PAGE:
# # # # # # #
Spirituality in Politics — East or West?
I’m currently in the process of publishing four articles on the theme of spirituality in politics, based on a Zoom talk that I gave recently. I am trying to create a political system for the West based on the ideas of Carl Jung and Joseph Campbell, rather than follow eastern traditions, for example Buddhism.
I received a reply from Simon Heathcote to the second article, saying “Personally, I would draw on the best of both east and west”. This was what I was expecting him to say. I had told him in advance of my plan, and was requesting his feedback.
Simon has led an interesting life, and currently has a website called soulvision. On the homepage you read: “Drawing on Jungian concepts, mysticism and Archetypal Psychology to help return clients to their essence or deep soul, it provides a rare depth of understanding and support through a variety of methods, with proven results. We work with the journey of becoming and, unusually, the realisation of being, meeting people where they are in their life process (my italics).
“So many of us are lost, struggling to find ourselves in a world dominated by often misleading ideas and concepts.. The old paradigms don’t seem to be working, the futility of selfish ambition ever more obvious. We urgently need to uncover our real nature and inner peace. If we want the world to change, it must begin with us”.
Simon, as well as subscribing to Jungian ideas, is also deeply steeped in Eastern wisdom and philosophy, and writes a weekly article on those themes to which you can subscribe.
Here I’m going to seek to defend my position, not because I necessarily believe that I am correct — I am open to persuasion — but merely to stimulate further discussion.
Jung believed that Eastern religions are very profound, but that Westerners were not ready for them. These are some quotes from I talk I gave on Jung a couple of years ago:
“Jung was deeply knowledgeable and complimentary about both (Buddhism and Hinduism). Writing about his 1938 journey to India, he says: ‘By that time I had read a great deal about Indian philosophy and religious history, and was deeply convinced of the value of Oriental wisdom’. He wrote that yoga offers ‘not only the much-sought way, but also a philosophy of unrivalled profundity’. He says of The Tibetan Book of the Dead: for years it ‘has been my constant companion, and to it I owe not only many stimulating ideas and discoveries, but also many fundamental insights’; ‘it is of an unexampled sublimity’ ”.
“Jung also praises the East for believing in the reality of the psyche, ‘as the main and unique condition of existence’, a viewpoint with a close relationship to his own”.
“Since he was highly critical of traditional Christianity, and sought to establish a spirituality that would remedy its deficiencies, Jung was generally sympathetic to the Eastern attitude. He says: ‘The Christian West considers man to be wholly dependent upon the grace of God, or at least upon the Church as the exclusive and divinely sanctioned earthly instrument of man’s redemption. The East, however, insists that man is the sole cause of his higher development, for it believes in self-liberation’ ”. There is an obvious parallel here with the Individuation Process he advocated, since that is an inner search for personal illumination, without reliance on any external authority, although of course one may need the assistance of a guru or analyst.
Despite all this, Jung thought that Westerners were not yet ready for this wisdom. He said: “The philosophy of the East, although so vastly different from ours, could be an inestimable treasure for us too; but, in order to possess it, we must first earn it”.
“If I remain so critically averse to yoga, it does not mean that I do not regard this spiritual achievement of the East as one of the greatest things the human mind has ever created. I hope my exposition makes it sufficiently clear that my criticism is directed solely against the application of yoga to the peoples of the West. The spiritual development of the West has been along entirely different lines from that of the East and has therefore produced conditions which are the most unfavourable soil one can think of for the application of yoga”.
# # # # # # #
GIVEN MATERIAL:
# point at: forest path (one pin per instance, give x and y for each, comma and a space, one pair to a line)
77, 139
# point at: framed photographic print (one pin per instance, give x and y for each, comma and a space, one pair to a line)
# # # # # # #
AIM OF THE TASK: Rewrite everything in the essay on spirituality in politics from "I’m currently in" down to "for example Buddhism.", putting "three articles" in place of "four articles".

EXERCISE RESULT:
I’m currently in the process of publishing three articles on the theme of spirituality in politics, based on a Zoom talk that I gave recently. I am trying to create a political system for the West based on the ideas of Carl Jung and Joseph Campbell, rather than follow eastern traditions, for example Buddhism.